— EXERCISE PROMPT —
For every line in the records that has the word "formation", make a copy.

— EXERCISE DATA —
= Beginning of Section =
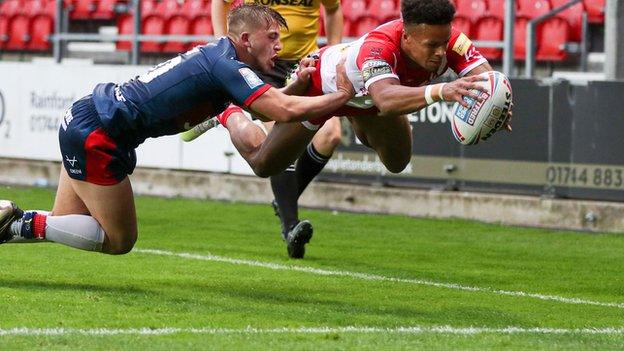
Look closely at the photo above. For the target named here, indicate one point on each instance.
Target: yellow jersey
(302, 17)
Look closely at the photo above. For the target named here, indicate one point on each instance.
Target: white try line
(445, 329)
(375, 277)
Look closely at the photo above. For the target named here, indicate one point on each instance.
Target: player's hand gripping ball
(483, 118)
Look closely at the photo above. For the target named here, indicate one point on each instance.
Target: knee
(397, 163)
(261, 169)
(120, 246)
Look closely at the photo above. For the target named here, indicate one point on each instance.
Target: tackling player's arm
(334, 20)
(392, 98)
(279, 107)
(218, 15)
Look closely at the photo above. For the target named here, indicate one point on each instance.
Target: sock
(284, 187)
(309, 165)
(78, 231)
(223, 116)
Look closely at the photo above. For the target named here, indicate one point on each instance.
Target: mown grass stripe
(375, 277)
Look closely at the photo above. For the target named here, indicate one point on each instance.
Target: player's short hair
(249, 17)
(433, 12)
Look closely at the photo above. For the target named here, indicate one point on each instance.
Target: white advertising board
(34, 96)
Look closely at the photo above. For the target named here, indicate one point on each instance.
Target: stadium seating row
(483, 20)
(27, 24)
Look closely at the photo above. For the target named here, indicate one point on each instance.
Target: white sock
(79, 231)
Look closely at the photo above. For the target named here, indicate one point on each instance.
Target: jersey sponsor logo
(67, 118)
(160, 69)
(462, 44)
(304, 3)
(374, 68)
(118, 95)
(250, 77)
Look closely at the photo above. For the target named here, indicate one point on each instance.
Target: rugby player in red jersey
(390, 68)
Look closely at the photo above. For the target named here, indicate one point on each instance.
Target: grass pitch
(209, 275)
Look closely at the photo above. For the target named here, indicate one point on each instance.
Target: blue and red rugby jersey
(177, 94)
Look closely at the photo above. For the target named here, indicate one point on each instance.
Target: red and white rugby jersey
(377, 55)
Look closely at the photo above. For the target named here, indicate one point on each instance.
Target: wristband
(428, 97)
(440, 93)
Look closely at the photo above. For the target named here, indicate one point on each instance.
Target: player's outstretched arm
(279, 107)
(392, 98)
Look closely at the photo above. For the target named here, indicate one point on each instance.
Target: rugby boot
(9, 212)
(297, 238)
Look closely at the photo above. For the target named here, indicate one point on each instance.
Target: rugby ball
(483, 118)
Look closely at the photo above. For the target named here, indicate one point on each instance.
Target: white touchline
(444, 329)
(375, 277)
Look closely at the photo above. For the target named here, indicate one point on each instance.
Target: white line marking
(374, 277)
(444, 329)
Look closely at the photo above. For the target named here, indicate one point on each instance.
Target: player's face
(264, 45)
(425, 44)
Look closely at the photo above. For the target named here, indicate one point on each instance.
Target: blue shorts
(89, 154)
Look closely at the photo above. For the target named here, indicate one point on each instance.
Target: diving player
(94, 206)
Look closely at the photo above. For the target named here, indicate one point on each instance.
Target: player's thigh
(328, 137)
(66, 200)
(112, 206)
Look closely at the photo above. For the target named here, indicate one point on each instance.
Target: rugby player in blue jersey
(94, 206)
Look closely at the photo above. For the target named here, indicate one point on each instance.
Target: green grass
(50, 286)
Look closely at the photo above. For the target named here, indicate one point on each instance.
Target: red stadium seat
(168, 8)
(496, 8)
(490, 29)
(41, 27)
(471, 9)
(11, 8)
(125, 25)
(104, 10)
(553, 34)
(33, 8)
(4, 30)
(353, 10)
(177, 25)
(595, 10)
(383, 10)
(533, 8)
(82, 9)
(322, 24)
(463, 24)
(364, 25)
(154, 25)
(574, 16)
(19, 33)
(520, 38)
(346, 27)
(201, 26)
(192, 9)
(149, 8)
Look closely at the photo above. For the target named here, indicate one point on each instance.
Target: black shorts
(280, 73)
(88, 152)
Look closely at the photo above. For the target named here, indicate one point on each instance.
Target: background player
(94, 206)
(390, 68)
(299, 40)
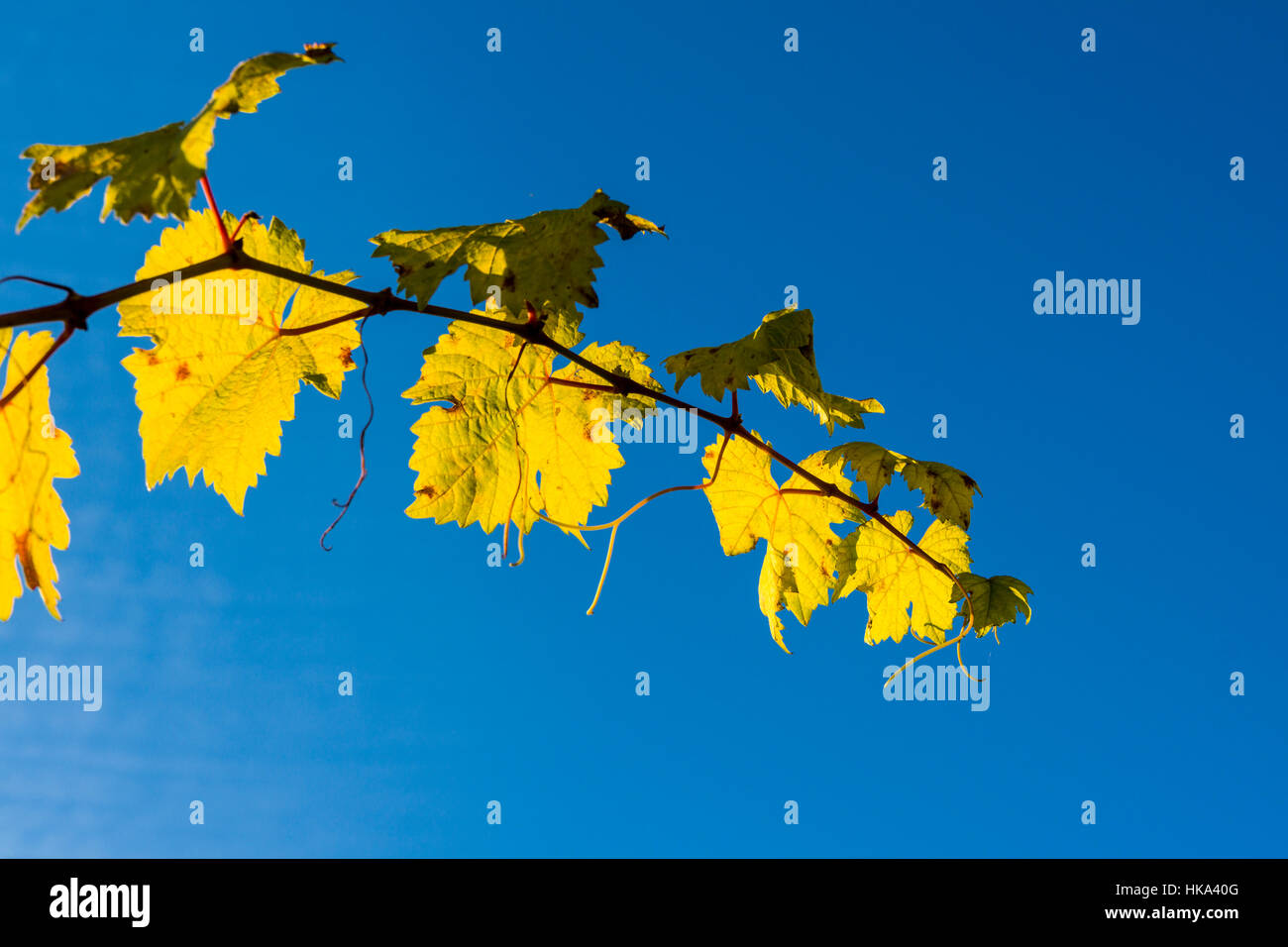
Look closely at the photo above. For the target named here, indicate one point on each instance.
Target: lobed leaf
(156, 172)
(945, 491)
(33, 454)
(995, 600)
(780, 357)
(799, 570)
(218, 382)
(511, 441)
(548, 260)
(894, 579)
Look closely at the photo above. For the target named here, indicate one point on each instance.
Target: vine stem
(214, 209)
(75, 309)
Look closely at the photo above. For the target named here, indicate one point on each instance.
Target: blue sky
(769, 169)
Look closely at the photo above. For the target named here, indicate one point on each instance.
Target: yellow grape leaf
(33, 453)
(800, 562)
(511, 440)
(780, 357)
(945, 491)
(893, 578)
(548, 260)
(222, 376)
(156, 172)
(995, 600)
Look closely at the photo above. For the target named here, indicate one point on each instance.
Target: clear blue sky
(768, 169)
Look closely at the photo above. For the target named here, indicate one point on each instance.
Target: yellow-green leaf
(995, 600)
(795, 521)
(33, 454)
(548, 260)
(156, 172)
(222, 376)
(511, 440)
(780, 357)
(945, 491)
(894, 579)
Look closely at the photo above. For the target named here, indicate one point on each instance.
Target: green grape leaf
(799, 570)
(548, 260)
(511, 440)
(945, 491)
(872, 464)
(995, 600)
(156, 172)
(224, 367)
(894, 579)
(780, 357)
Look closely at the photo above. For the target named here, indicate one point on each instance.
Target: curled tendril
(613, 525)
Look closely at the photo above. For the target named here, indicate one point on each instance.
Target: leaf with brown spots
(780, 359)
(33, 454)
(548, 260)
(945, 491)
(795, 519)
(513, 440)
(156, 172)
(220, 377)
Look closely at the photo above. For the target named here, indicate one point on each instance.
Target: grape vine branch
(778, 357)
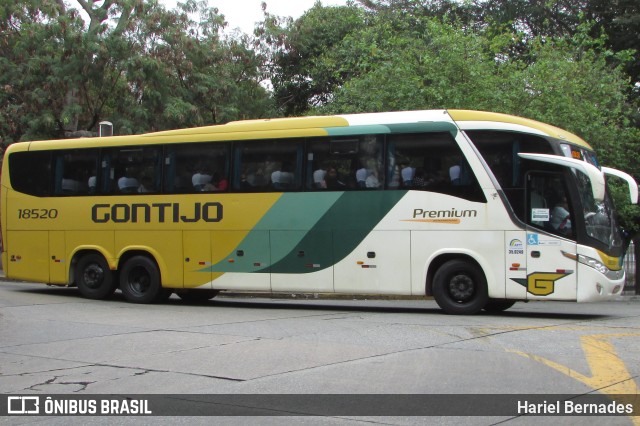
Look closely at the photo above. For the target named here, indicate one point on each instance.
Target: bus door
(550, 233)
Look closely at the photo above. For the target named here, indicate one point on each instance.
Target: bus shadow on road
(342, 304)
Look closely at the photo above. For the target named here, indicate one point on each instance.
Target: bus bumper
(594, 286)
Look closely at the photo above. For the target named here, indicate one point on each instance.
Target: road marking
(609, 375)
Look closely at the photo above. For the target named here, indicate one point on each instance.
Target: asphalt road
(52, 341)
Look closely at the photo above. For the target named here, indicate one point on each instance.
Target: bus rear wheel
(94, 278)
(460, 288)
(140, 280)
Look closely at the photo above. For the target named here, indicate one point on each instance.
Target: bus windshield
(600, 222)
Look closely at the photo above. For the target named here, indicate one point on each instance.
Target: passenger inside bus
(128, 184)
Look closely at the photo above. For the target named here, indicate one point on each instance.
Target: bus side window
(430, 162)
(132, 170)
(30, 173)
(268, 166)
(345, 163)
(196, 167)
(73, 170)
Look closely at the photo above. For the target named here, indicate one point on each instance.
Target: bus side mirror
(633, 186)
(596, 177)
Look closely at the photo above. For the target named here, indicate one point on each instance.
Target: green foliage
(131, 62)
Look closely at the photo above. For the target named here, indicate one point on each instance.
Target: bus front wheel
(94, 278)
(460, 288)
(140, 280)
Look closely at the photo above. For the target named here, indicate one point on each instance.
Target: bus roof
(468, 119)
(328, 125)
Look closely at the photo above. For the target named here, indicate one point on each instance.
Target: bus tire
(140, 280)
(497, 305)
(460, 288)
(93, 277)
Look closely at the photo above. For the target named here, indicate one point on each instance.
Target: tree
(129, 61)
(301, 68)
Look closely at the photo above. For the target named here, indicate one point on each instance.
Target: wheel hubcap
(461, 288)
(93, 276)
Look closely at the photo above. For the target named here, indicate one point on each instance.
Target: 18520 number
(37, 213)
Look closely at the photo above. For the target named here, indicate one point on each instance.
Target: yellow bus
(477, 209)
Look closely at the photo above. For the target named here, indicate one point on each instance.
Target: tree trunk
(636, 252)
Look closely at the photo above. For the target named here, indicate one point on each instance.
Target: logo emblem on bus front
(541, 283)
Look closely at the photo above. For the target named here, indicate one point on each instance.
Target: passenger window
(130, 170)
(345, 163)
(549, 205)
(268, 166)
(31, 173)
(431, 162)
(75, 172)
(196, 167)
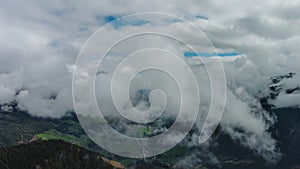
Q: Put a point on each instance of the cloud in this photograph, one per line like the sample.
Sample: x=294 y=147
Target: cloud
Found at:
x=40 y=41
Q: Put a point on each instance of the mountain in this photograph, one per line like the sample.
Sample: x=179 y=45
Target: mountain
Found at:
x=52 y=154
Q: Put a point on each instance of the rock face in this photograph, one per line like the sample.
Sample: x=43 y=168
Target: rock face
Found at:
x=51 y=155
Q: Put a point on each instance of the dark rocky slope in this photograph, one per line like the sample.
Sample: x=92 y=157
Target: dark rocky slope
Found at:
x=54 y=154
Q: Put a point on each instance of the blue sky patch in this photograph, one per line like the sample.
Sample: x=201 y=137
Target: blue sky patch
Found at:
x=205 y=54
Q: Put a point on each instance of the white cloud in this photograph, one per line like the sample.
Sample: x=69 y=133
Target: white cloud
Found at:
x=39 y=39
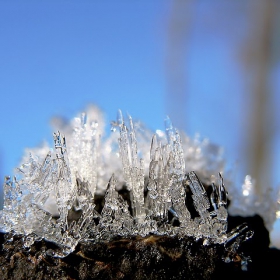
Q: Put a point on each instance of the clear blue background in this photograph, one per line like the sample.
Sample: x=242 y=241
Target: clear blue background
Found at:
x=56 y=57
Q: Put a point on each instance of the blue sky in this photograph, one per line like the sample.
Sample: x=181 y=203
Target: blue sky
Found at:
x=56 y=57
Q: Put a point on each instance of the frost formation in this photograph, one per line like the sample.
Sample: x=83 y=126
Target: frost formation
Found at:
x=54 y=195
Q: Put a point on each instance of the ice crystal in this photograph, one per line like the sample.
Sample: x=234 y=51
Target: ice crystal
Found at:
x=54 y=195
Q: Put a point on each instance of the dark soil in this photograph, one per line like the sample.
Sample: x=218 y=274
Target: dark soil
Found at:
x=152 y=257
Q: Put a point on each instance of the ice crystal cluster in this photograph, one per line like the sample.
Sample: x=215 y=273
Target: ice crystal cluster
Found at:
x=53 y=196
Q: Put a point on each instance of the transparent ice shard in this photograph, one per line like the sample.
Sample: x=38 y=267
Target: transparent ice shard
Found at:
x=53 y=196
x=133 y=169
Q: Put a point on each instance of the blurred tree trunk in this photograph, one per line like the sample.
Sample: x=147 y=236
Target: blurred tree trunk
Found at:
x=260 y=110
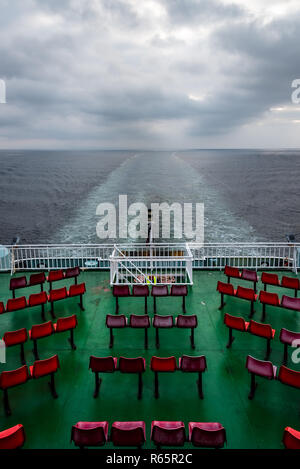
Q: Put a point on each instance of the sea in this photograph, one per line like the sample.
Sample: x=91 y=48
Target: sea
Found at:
= End of Section =
— WRITTEN ANSWER —
Q: Put a point on each instance of the frost formation in this photograph, one per line like the sample.
Target: frost formation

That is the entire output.